▸ **Passage**:
____________
I'm trying to use a regex to find something in a later-occurring groupB that does not exist in the earlier groupA. It's fine if it exists in A, but not B. This seems to imply the necessity of a negative lookbehind if I must use a regex.
Massively simplified example:
Text:
groupA:
tag 789
tag 123
groupB:
Item 1:
... 123
... 456
I'm rather new to lookarounds. This is what immediately came to mind (or one of a dozen variations) but the informed among you will see that it does not work as intended.
regex:(\.\.\. (?<ID>(\d+)))(?<=(?s).*?tag (\k<ID>))
My ideal goal would be to match items in groupB that do not exist in groupA and I cannot reorder the input. Correct example output: (not done by the provided regex)
... 456
.NET supports variable lookback distance, but obviously I'm missing something!
The .NET regex engine parses characters from left to right, so you can't backreference from right to left. By the time you reach group B, all the characters in group A have already been consumed & can't be matched against. While regex may appear to backtrack, it's actually prematching or branching - the parser never runs backwards.
With a forward-running parser, you'd need to match (and retain) items in group A first, then only return items from group B if they weren't present in group A. This is too complex for a deterministic finite automation to calculate, as it can't be done in constant space.
You could solve your problem using regular expressions by reversing your string and running your matches backwards, but the code could get pretty incomprehensible:
321 ...
:1 metI
:Bpuorg
321 gat
987 gat
:Apuorg
"((?<id>\d+)(?=\s\.\.\.))(?!.*\k<id>\sgat)"
Result:
"654"
Instead, I'd suggest keeping it simple with something like this:
var groupA = Regex.Matches(text, @"(?<=tag\s)\d+").Cast<Match>().Select(x => x.Value);
var groupB = Regex.Matches(text, @"(?<=\.\.\.\s)\d+").Cast<Match>().Select(x => x.Value);
var bNotA = groupB.Except(groupA);
____________
▸ **Dataset extract**:
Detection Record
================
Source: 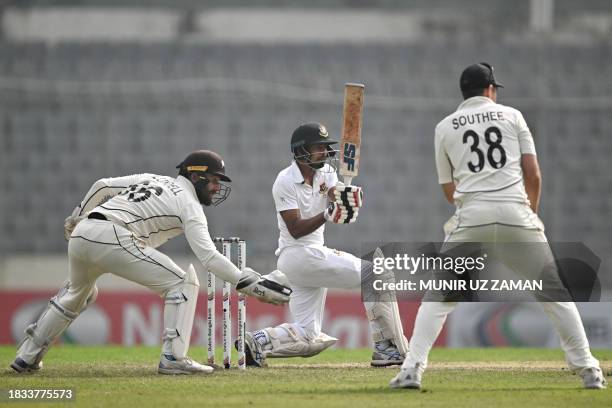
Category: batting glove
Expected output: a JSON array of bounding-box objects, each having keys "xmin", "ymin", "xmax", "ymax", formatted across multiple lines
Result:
[{"xmin": 323, "ymin": 201, "xmax": 359, "ymax": 224}]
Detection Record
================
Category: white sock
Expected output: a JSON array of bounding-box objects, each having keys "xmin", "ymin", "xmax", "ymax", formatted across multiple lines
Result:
[
  {"xmin": 253, "ymin": 330, "xmax": 270, "ymax": 347},
  {"xmin": 402, "ymin": 302, "xmax": 457, "ymax": 369}
]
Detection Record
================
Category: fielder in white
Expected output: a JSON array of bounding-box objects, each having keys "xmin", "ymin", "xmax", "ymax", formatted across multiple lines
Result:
[
  {"xmin": 390, "ymin": 63, "xmax": 606, "ymax": 389},
  {"xmin": 237, "ymin": 123, "xmax": 408, "ymax": 367},
  {"xmin": 11, "ymin": 150, "xmax": 290, "ymax": 374}
]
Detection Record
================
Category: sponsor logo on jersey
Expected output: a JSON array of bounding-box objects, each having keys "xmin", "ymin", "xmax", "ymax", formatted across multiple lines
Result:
[
  {"xmin": 319, "ymin": 125, "xmax": 329, "ymax": 137},
  {"xmin": 319, "ymin": 183, "xmax": 329, "ymax": 195}
]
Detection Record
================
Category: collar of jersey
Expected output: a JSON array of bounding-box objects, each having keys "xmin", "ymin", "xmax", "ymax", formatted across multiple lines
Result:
[
  {"xmin": 457, "ymin": 96, "xmax": 495, "ymax": 110},
  {"xmin": 289, "ymin": 160, "xmax": 304, "ymax": 184},
  {"xmin": 176, "ymin": 175, "xmax": 198, "ymax": 201}
]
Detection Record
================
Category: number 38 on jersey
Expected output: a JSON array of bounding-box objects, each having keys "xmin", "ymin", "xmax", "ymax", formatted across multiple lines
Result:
[{"xmin": 463, "ymin": 126, "xmax": 506, "ymax": 173}]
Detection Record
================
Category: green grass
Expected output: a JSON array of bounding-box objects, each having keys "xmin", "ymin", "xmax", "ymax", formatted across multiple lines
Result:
[{"xmin": 0, "ymin": 346, "xmax": 612, "ymax": 408}]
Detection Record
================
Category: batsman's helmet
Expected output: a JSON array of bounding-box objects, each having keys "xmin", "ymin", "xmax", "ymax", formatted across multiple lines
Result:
[
  {"xmin": 291, "ymin": 122, "xmax": 338, "ymax": 169},
  {"xmin": 176, "ymin": 150, "xmax": 232, "ymax": 182}
]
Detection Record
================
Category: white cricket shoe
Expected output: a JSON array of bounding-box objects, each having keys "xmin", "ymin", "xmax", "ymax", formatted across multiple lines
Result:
[
  {"xmin": 157, "ymin": 354, "xmax": 214, "ymax": 375},
  {"xmin": 389, "ymin": 363, "xmax": 423, "ymax": 390},
  {"xmin": 11, "ymin": 357, "xmax": 42, "ymax": 373},
  {"xmin": 578, "ymin": 367, "xmax": 607, "ymax": 390}
]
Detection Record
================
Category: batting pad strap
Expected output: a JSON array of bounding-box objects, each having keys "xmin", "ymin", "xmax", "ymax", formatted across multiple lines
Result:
[
  {"xmin": 264, "ymin": 323, "xmax": 338, "ymax": 358},
  {"xmin": 366, "ymin": 303, "xmax": 395, "ymax": 343}
]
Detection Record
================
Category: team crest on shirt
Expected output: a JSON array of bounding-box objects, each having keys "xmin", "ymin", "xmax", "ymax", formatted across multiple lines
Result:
[
  {"xmin": 319, "ymin": 183, "xmax": 329, "ymax": 195},
  {"xmin": 319, "ymin": 125, "xmax": 329, "ymax": 137}
]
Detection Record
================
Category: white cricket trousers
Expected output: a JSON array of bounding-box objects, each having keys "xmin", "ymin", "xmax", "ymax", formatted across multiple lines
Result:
[
  {"xmin": 66, "ymin": 219, "xmax": 186, "ymax": 306},
  {"xmin": 402, "ymin": 202, "xmax": 599, "ymax": 370},
  {"xmin": 18, "ymin": 219, "xmax": 187, "ymax": 364},
  {"xmin": 277, "ymin": 245, "xmax": 361, "ymax": 338}
]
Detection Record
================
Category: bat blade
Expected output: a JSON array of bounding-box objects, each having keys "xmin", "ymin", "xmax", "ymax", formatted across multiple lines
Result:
[{"xmin": 340, "ymin": 83, "xmax": 365, "ymax": 185}]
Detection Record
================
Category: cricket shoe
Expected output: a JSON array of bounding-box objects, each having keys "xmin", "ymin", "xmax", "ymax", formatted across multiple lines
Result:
[
  {"xmin": 389, "ymin": 363, "xmax": 423, "ymax": 390},
  {"xmin": 578, "ymin": 367, "xmax": 608, "ymax": 390},
  {"xmin": 157, "ymin": 354, "xmax": 214, "ymax": 375},
  {"xmin": 370, "ymin": 340, "xmax": 404, "ymax": 367},
  {"xmin": 11, "ymin": 357, "xmax": 42, "ymax": 373},
  {"xmin": 234, "ymin": 332, "xmax": 268, "ymax": 367}
]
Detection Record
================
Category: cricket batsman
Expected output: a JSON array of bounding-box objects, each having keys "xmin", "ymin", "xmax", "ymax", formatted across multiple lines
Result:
[{"xmin": 238, "ymin": 123, "xmax": 408, "ymax": 367}]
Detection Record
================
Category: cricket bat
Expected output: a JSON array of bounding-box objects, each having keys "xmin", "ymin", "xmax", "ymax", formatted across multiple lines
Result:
[{"xmin": 340, "ymin": 83, "xmax": 365, "ymax": 185}]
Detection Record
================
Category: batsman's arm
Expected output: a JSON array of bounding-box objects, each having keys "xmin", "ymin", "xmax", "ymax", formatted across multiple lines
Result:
[
  {"xmin": 521, "ymin": 154, "xmax": 542, "ymax": 214},
  {"xmin": 280, "ymin": 209, "xmax": 326, "ymax": 239}
]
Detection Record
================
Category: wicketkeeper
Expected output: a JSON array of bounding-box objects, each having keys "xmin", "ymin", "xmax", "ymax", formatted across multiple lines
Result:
[{"xmin": 11, "ymin": 150, "xmax": 291, "ymax": 374}]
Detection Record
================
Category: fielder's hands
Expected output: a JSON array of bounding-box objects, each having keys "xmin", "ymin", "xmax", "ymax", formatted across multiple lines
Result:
[
  {"xmin": 64, "ymin": 215, "xmax": 85, "ymax": 241},
  {"xmin": 236, "ymin": 268, "xmax": 293, "ymax": 305},
  {"xmin": 334, "ymin": 182, "xmax": 363, "ymax": 208}
]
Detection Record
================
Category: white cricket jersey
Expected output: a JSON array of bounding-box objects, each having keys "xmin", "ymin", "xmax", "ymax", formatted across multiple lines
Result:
[
  {"xmin": 435, "ymin": 96, "xmax": 536, "ymax": 203},
  {"xmin": 272, "ymin": 161, "xmax": 338, "ymax": 255},
  {"xmin": 73, "ymin": 174, "xmax": 217, "ymax": 265}
]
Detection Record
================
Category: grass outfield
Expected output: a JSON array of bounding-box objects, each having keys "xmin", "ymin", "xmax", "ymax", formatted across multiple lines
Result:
[{"xmin": 0, "ymin": 346, "xmax": 612, "ymax": 408}]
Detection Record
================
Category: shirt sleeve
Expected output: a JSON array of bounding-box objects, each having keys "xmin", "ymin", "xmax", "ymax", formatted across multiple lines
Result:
[
  {"xmin": 434, "ymin": 125, "xmax": 453, "ymax": 184},
  {"xmin": 516, "ymin": 111, "xmax": 536, "ymax": 155},
  {"xmin": 72, "ymin": 174, "xmax": 152, "ymax": 216},
  {"xmin": 272, "ymin": 179, "xmax": 299, "ymax": 212},
  {"xmin": 181, "ymin": 204, "xmax": 218, "ymax": 265}
]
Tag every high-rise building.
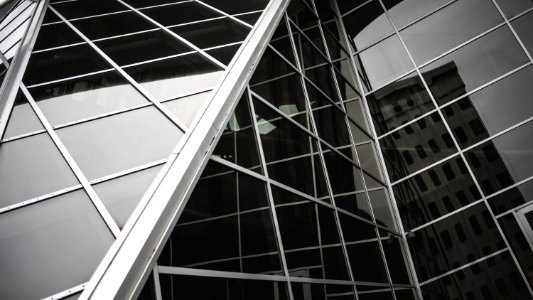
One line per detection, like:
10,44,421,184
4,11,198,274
0,0,533,300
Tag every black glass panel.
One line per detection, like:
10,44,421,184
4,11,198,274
381,113,457,180
338,0,394,50
465,122,533,195
400,0,505,64
366,73,435,134
355,35,414,90
22,45,111,85
0,191,114,299
443,67,533,147
33,23,83,51
142,2,221,26
30,72,147,126
96,30,192,66
422,253,531,300
172,18,249,49
159,274,289,300
394,157,481,229
421,27,527,104
407,203,505,281
125,53,223,99
72,12,155,40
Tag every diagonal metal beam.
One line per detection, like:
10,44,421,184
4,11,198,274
80,0,289,299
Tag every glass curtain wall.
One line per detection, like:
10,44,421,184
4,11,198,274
337,0,533,299
140,0,416,300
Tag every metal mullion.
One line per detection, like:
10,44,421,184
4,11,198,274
41,282,87,300
245,87,294,300
0,184,83,214
49,5,188,132
330,0,423,299
116,0,227,70
420,248,509,286
379,0,533,296
20,83,120,238
0,0,49,140
194,0,253,29
157,266,288,282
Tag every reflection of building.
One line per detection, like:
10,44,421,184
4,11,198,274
0,0,532,300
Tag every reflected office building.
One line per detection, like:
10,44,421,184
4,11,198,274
0,0,533,300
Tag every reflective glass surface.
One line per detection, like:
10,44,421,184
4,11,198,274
0,191,113,299
30,72,147,126
124,53,222,99
94,166,161,228
400,0,503,64
57,107,183,179
421,26,527,104
0,134,78,206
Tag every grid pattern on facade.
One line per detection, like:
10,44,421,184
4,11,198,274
0,0,267,299
337,0,533,299
140,1,415,299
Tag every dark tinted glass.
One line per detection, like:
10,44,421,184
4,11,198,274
366,73,435,134
400,0,505,64
159,274,288,300
381,113,457,180
422,253,530,300
465,122,533,195
23,45,111,85
421,27,527,104
0,191,113,299
407,203,505,281
30,72,147,126
125,53,222,99
72,12,155,40
96,30,192,66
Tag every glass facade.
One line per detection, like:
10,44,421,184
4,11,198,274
0,0,533,300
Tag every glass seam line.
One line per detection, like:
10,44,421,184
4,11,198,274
379,0,533,295
330,0,423,299
49,6,188,132
20,83,120,238
0,0,49,140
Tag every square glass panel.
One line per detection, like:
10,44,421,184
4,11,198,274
0,190,113,299
57,107,183,180
29,72,147,126
124,53,223,99
0,134,78,206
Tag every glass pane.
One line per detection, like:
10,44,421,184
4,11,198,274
465,122,533,195
400,0,503,64
94,166,161,228
0,190,113,299
125,53,223,99
57,107,183,180
444,66,533,147
142,2,221,26
22,45,111,85
421,26,528,104
172,18,249,49
159,274,289,300
0,134,78,206
338,0,394,50
380,113,457,181
4,91,43,138
96,30,192,66
163,91,211,125
30,72,147,126
394,157,481,230
407,203,505,281
366,73,435,134
422,253,531,299
358,35,414,90
72,11,156,40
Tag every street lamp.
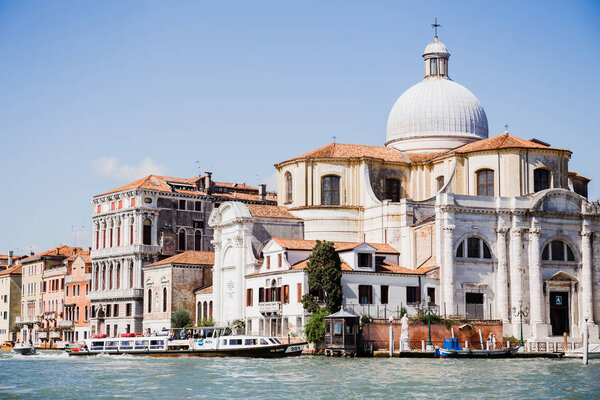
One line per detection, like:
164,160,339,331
422,296,435,350
513,300,529,347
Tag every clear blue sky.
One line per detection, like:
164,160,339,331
0,0,600,253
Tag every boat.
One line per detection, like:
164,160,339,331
12,343,37,356
68,328,307,358
565,343,600,358
435,337,520,358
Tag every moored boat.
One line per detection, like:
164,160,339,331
435,338,520,358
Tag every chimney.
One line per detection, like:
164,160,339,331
204,172,212,194
258,183,267,201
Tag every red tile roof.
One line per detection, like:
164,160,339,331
271,238,399,254
146,250,215,267
275,143,406,166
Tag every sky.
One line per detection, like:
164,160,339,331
0,0,600,254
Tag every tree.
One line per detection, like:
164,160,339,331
171,307,192,329
302,240,342,314
304,308,329,345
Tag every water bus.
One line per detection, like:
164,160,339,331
68,327,307,358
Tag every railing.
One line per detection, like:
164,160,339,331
258,301,281,312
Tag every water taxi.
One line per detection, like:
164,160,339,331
68,328,307,358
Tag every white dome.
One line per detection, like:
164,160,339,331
386,77,488,150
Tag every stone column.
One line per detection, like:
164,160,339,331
442,225,456,315
496,228,510,324
510,227,523,336
529,227,546,339
581,230,594,323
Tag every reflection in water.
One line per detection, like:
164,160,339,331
0,352,600,399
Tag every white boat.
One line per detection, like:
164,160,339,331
68,328,307,358
565,343,600,358
12,343,36,356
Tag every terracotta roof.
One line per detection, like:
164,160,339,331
271,238,399,254
276,143,406,165
21,246,83,263
146,250,215,267
0,264,23,276
246,204,300,219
____________
▸ **Requirement**: Copy everything in the regex thread from "regex:(\.\.\. (?<ID>(\d+)))(?<=(?s).*?tag (\k<ID>))" down to "never runs backwards.", switching "engine" to "matcher". The records were taken from a different source.

▸ **Task output**:
regex:(\.\.\. (?<ID>(\d+)))(?<=(?s).*?tag (\k<ID>))
My ideal goal would be to match items in groupB that do not exist in groupA and I cannot reorder the input. Correct example output: (not done by the provided regex)
... 456
.NET supports variable lookback distance, but obviously I'm missing something!
The .NET regex matcher parses characters from left to right, so you can't backreference from right to left. By the time you reach group B, all the characters in group A have already been consumed & can't be matched against. While regex may appear to backtrack, it's actually prematching or branching - the parser never runs backwards.